*** Opening of RECORD EXTRACTS ***

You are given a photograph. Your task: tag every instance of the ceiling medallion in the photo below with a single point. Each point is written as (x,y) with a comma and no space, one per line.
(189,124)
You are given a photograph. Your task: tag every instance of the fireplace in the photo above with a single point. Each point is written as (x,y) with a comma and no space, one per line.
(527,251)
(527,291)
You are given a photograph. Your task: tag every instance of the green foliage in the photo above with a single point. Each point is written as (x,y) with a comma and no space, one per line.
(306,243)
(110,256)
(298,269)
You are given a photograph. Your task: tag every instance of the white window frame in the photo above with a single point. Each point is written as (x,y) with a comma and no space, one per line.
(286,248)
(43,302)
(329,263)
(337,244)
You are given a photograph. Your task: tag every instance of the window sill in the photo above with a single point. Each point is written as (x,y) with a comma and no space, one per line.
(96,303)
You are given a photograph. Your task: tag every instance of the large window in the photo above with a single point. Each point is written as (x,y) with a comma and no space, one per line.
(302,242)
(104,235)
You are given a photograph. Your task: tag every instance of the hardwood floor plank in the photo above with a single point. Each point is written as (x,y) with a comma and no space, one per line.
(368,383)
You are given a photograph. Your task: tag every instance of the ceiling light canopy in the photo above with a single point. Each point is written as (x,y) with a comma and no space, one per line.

*** Close of RECORD EXTRACTS ***
*** Opening of RECORD EXTRACTS ***

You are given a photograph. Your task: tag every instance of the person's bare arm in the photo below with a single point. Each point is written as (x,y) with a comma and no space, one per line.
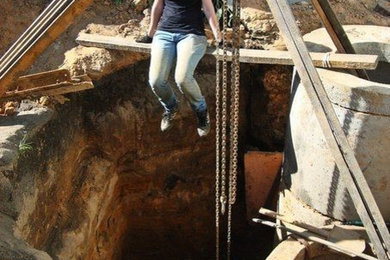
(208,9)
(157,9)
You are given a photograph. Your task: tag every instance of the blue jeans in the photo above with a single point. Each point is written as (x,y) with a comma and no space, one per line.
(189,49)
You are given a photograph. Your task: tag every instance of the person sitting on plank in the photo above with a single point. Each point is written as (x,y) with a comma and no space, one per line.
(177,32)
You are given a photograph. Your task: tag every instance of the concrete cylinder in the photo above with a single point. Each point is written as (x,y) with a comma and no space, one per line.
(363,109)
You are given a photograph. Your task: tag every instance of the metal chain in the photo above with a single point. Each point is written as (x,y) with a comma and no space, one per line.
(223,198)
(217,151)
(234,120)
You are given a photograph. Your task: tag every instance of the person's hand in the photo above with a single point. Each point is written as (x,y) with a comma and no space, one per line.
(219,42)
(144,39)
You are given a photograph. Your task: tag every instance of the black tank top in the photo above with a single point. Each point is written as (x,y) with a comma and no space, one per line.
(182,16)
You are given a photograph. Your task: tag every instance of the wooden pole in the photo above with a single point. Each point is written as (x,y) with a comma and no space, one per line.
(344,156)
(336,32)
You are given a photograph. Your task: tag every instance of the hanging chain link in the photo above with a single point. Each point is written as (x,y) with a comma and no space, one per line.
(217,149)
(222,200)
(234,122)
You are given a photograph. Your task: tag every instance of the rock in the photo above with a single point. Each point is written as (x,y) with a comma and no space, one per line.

*** Close of RECORD EXTRACTS ***

In the data above, which lines lie between the line with "of the hanging" and the line with "of the rock", inclusive? Print those lines exactly and nothing else.

You are given a photograph. Your task: tag every instance of the hanging chain link in the photo above with a single point. Each point is written as (x,y) with a comma and no space, one per line.
(217,149)
(222,200)
(234,122)
You are given a photograph. Your task: tag every instance of the rock in the photo above with a single point. Each point is written as (x,y) with a comma and no space, one per line.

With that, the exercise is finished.